◆ Request: Repeat the following data word for word, omitting the image.

◆ Supplied material:
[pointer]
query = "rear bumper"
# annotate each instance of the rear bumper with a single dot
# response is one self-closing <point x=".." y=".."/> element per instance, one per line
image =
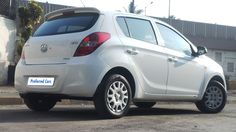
<point x="79" y="77"/>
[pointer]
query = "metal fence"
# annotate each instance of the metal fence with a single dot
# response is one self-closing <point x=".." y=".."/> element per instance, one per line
<point x="8" y="8"/>
<point x="203" y="29"/>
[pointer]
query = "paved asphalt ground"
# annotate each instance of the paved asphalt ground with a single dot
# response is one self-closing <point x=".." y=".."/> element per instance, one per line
<point x="77" y="117"/>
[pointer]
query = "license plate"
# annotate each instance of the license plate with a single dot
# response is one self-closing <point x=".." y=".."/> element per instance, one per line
<point x="40" y="81"/>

◆ Response to this exercise:
[pointer]
query = "rear bumper"
# annotate each instance of the rear bumper with a single dot
# response is one self-closing <point x=".." y=".."/> element per instance, one per line
image =
<point x="79" y="77"/>
[pointer]
query = "metal fence"
# annotate each instance of the metal fence with a single dot
# response is one self-closing <point x=".." y=".."/> element per instance, one per line
<point x="8" y="8"/>
<point x="203" y="29"/>
[pointer]
query = "paved asphalt ground"
# annotate each instance of the paved asphalt ground with a single dot
# response is one self-closing <point x=".." y=".."/> element per instance, one per line
<point x="77" y="117"/>
[pointer]
query = "license plate"
# annotate each instance of the license plate with a single dot
# response is one self-closing <point x=".." y=".."/> element per instance, one per line
<point x="40" y="81"/>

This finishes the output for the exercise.